Aim — Starting at the line that contains "of the yellow" and stopping after the line that contains "x=150, y=474", put the lines of the records into a numbered list, leaving out any blank lines.

Provided records —
·····

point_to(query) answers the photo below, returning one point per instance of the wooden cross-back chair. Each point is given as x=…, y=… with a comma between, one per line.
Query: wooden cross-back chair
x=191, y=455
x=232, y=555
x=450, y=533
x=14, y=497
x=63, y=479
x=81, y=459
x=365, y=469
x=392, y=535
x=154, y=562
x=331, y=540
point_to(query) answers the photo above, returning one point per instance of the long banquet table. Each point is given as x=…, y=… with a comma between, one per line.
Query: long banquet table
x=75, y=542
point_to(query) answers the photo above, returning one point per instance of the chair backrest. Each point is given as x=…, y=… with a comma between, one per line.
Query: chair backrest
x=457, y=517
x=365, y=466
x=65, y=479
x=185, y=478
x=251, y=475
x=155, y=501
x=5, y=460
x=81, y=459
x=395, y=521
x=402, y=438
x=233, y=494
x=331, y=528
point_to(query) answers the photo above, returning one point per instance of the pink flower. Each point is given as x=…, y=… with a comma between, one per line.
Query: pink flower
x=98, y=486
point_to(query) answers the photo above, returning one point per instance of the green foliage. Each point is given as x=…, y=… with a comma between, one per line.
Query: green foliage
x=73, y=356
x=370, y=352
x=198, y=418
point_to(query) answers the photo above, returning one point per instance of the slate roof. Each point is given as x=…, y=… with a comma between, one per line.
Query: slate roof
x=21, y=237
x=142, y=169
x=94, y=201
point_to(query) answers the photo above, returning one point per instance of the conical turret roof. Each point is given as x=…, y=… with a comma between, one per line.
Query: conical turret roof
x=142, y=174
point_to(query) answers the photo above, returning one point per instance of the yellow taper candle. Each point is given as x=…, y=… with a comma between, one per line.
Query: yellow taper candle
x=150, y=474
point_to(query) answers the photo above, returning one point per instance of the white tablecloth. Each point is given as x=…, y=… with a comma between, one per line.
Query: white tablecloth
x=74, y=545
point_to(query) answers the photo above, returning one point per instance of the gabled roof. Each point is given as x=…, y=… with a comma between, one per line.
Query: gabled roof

·····

Completed task —
1. point_to(query) answers the photo above, returning one point per instance of the yellow taper candle. Each point is given as x=…, y=… with a comma between, one per line.
2. Query: yellow taper candle
3. x=150, y=474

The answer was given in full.